#### [Text to read]
________________________

The first George Richardson Memorial Stadium, located roughly where Mac-Corry Hall and Tindall Field now sit, had always been revered by students. By the time I played football for Queen’s, it was 10 years closed and already full of lore. Opened in 1921 on a piece of land bought from a community of nuns, Richardson Stadium was the field that hosted the 1922 Grey Cup (which Queen’s won 13-1, against the Edmonton Elks). This was also where the 32nd President of the United States, Franklin D. Roosevelt, received an honorary degree from Queen’s on August 18, 1938, and where he made a historic speech that began America’s move away from isolationism.
As Queen’s expanded to accommodate the influx of baby boomers in the early seventies, alumni and students lamented the move to the (then) new west campus. Hope sprang eternal that the stadium would move back to its original home on main campus.

________________________

#### [Source excerpt]
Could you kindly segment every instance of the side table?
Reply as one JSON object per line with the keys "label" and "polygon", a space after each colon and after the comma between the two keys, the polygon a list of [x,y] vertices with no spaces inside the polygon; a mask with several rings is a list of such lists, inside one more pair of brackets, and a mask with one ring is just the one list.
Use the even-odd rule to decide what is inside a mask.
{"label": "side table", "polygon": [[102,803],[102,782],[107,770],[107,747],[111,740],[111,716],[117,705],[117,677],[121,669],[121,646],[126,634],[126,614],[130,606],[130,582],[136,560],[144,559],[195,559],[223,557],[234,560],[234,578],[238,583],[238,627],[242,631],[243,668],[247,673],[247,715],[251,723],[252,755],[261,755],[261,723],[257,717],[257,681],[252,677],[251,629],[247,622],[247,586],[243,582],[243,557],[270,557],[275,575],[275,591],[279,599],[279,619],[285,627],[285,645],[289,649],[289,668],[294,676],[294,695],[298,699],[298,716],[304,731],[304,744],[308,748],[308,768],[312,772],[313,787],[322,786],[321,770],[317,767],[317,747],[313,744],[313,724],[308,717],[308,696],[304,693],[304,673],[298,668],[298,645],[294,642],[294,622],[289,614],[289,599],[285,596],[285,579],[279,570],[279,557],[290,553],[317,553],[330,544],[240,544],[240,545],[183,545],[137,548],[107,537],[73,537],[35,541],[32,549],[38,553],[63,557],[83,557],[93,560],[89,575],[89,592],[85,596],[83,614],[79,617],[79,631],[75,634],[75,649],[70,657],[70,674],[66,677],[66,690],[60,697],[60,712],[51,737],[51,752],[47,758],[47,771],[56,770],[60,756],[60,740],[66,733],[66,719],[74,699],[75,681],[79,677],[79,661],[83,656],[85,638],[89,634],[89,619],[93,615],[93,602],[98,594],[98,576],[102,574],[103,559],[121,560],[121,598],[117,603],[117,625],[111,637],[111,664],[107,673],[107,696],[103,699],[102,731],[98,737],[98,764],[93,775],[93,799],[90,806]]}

________________________

#### [Your tasks]
1. List every year written as a four-digit number in the passage about Richardson Stadium.
2. Please answer these questions from the passage about Richardson Stadium:
(a) From whom was the land for the stadium bought?
(b) What was the score of the 1922 Grey Cup, and which team did Queen's play?
(c) To what part of campus did the move that alumni and students lamented go?
3. Carry on the account of Richardson Stadium from its final sentence.

#### [Expected outputs]
1. 1921, 1922, 1938

2.
(a) A community of nuns.
(b) Queen's won 13-1 against the Edmonton Elks.
(c) The (then) new west campus.

3.
In the meantime, new crops of students paraded down Union Street to watch their Golden Gaels go in and win at west campus. Alumni continued to return, like they always have, at Homecoming, to sing the Oil Thigh with the rest of their extended Queen’s family, one and all making new memories at the new stadium. For most alumni today, their experiences and memories are from the current stadium on west campus.
Although I have many wonderful memories in the second Richardson Stadium, both as a player and as fan, I’m very excited for the third incarnation of our beloved Richardson Stadium. I’m excited for the improved crowd atmosphere and sight lines that the new design will provide. I’m excited to cheer on our Gaels together with students, alumni and the Kingston community. I’m excited for the new fans who will experience the best that inter-collegiate sport has to offer. But perhaps most of all, I’m excited at how the new Richardson Stadium will give us an even better home field advantage…I can only imagine the trepidation our competitors will feel playing in this new stadium!
P.S. I want to invite you to the 2015 Alumni Volunteer Summit (AVS) and Alumni Awards Gala on March 27 - 28.This two-day QUAA conference brings together current and prospective Queen’s volunteers for professional development and networking, offering opportunities to connect, enrich, educate and celebrate Queen’s volunteers. Whether you’re a new or experienced volunteer, this annual event is the ideal way to meet and learn from other world-class volunteers and volunteer leaders.
I hope to see you there!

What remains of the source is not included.